§ **Consigne donnée 1**
Pouvez-vous recopier le passage de la critique de La traviata qui va de « Un parti pris » jusqu'à « la liberté sexuelle. », en y remplaçant « Chloé Lechat » par « la metteuse en scène » ?

Pour l’ouverture de sa saison dédiée aux femmes, l’Opéra Grand Avignon met en lumière l’une des héroïnes les plus emblématiques du répertoire verdien : Violetta Valéry, la protagoniste de La traviata. Cette œuvre qui explore les thèmes de l’amour, du sacrifice et de la société, reste toujours d’une pertinence poignante, quelque 170 ans après sa création. Plongée dans un univers à la fois glamour et tragique, cette représentation promet d’être un voyage à la fois esthétique et introspectif.
Un parti pris de mise en scène engagé mais qui peine à convaincre
Avènement d’une nouvelle formule théâtrale, La traviata constitue chez Verdi le point culminant de son inspiration romantique sur le modèle français. Il incombe à Chloé Lechat de défendre la vision du compositeur. Elle choisira de mettre en lumière la tension entre le monde glamour de la haute société et la réalité des émotions humaines. Pour cela, la jeune franco-suisse s’appuiera notamment sur les personnages féminins. Virginia Germont évoquée dans le livret a été recrée pour l’occasion. La comédienne ponctuera la soirée de par ses interventions aux accents souvent féministes ou prônant la liberté sexuelle.
L’opéra débute par la photo de la famille Germont au complet à l’occasion du mariage de la jeune cadette. Celle-ci ne manque pas de remercier son père pour ce mariage de façon extrêmement sarcastique. Retentit alors le prélude somptueusement porté par l’orchestre sous la direction de Federico Santi, son nouveau chef associé. L’orchestration subtile et raffinée de Verdi nous relate l’histoire de l’héroïne dans un ordre inversé. Tout est déjà présent : déclin, sacrifice, amour et insouciance.
La scène d’ouverture présente un salon élégant et un patio dans un appartement contemporain. De larges baies vitrées laissent entr’apercevoir une grande terrasse donnant sur la mer. La fête bat son plein et l’on se retrouve dans un entre-soi de la haute bourgeoisie. La maison de campagne du second acte se transforme en spa privé. Dans cet univers anguleux, les lignes sont rigides et l’ambiance est froide. Le dernier acte sera représenté dans les appartements privés de l’héroïne. Son immense dressing de chaussures, vestige de sa vie passée luxueuse, emplit tout l’espace, alors que la protagoniste se meurt dans son lit aux allures de monument funéraire.
Si le pari de mettre en avant une Violetta féministe, libre et agissante semble réussi, la clé d’entrée choisie par la metteuse en scène semble peu adaptée aux autres protagonistes. Bien que le postulat de départ ne soit pas inintéressant, les apparitions trop récurrentes et parfois hors de propos de la sœur n’ont pas permis de donner une dimension nouvelle aux personnages d’Alfredo et de Germont. La voix de la tradition et des valeurs familiales portée par le patriarche semble peu audible. Le fils, quant à lui, semble bien plus préoccupé par sa passion dévorante pour Violetta que par les attentes sociales et familiales qui pèsent sur lui. Les manifestations répétées de sa famille au grand complet n’y changeront rien !
Le minimalisme dans le travail scénographique et les lumières précises permettent cependant de laisser toute la place à un plateau vocal particulièrement convaincant qui sera longuement ovationné par le public.

§ **Consigne donnée 2**
Pouvez-vous présenter sous forme de tableau Markdown les lignes des enregistrements allant de celle qui contient « # test: locate() drops one marker on the woven » jusqu'à la fin des enregistrements, et seulement celles-ci ? Utilisez une colonne « N° » pour le numéro de rang et une colonne « Ligne » pour le texte, sans les lignes vides.

[Extraits de données d'annotation par points]
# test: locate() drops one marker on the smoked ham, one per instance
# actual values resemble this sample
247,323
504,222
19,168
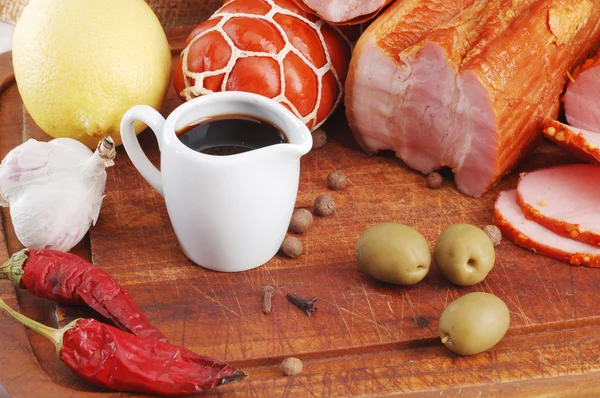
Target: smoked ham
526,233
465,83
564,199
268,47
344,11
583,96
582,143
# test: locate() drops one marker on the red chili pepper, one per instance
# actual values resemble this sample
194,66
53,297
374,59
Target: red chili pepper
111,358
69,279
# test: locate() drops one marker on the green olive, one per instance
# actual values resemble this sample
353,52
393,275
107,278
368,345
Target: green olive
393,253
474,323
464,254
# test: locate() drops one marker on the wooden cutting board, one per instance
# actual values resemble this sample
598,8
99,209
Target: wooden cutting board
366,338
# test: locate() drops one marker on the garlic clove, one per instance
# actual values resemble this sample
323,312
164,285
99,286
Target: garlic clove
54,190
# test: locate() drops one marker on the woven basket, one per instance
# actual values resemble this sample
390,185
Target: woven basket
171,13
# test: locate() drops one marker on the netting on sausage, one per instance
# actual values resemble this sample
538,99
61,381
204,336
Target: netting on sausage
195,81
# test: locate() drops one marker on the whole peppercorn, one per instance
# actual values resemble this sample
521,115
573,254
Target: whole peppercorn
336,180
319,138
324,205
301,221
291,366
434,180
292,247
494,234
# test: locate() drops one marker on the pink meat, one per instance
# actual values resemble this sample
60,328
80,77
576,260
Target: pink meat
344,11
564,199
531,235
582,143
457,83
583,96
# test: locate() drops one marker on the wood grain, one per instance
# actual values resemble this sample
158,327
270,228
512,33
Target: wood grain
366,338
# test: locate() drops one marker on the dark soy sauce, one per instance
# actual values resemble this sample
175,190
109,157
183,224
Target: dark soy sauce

§ **Réponse complète 1**
Un parti pris de mise en scène engagé mais qui peine à convaincre
Avènement d’une nouvelle formule théâtrale, La traviata constitue chez Verdi le point culminant de son inspiration romantique sur le modèle français. Il incombe à la metteuse en scène de défendre la vision du compositeur. Elle choisira de mettre en lumière la tension entre le monde glamour de la haute société et la réalité des émotions humaines. Pour cela, la jeune franco-suisse s’appuiera notamment sur les personnages féminins. Virginia Germont évoquée dans le livret a été recrée pour l’occasion. La comédienne ponctuera la soirée de par ses interventions aux accents souvent féministes ou prônant la liberté sexuelle.

§ **Réponse complète 2**
| N° | Ligne |
|---|---|
| 1 | # test: locate() drops one marker on the woven basket, one per instance |
| 2 | # actual values resemble this sample |
| 3 | 390,185 |
| 4 | Target: woven basket |
| 5 | 171,13 |
| 6 | # test: locate() drops one marker on the netting on sausage, one per instance |
| 7 | # actual values resemble this sample |
| 8 | 538,99 |
| 9 | 61,381 |
| 10 | 204,336 |
| 11 | Target: netting on sausage |
| 12 | 195,81 |
| 13 | # test: locate() drops one marker on the whole peppercorn, one per instance |
| 14 | # actual values resemble this sample |
| 15 | 521,115 |
| 16 | 573,254 |
| 17 | Target: whole peppercorn |
| 18 | 336,180 |
| 19 | 319,138 |
| 20 | 324,205 |
| 21 | 301,221 |
| 22 | 291,366 |
| 23 | 434,180 |
| 24 | 292,247 |
| 25 | 494,234 |
| 26 | # test: locate() drops one marker on the pink meat, one per instance |
| 27 | # actual values resemble this sample |
| 28 | 60,328 |
| 29 | 80,77 |
| 30 | 576,260 |
| 31 | Target: pink meat |
| 32 | 344,11 |
| 33 | 564,199 |
| 34 | 531,235 |
| 35 | 582,143 |
| 36 | 457,83 |
| 37 | 583,96 |
| 38 | # test: locate() drops one marker on the wood grain, one per instance |
| 39 | # actual values resemble this sample |
| 40 | 158,327 |
| 41 | 270,228 |
| 42 | 512,33 |
| 43 | Target: wood grain |
| 44 | 366,338 |
| 45 | # test: locate() drops one marker on the dark soy sauce, one per instance |
| 46 | # actual values resemble this sample |
| 47 | 175,190 |
| 48 | 109,157 |
| 49 | 183,224 |
| 50 | Target: dark soy sauce |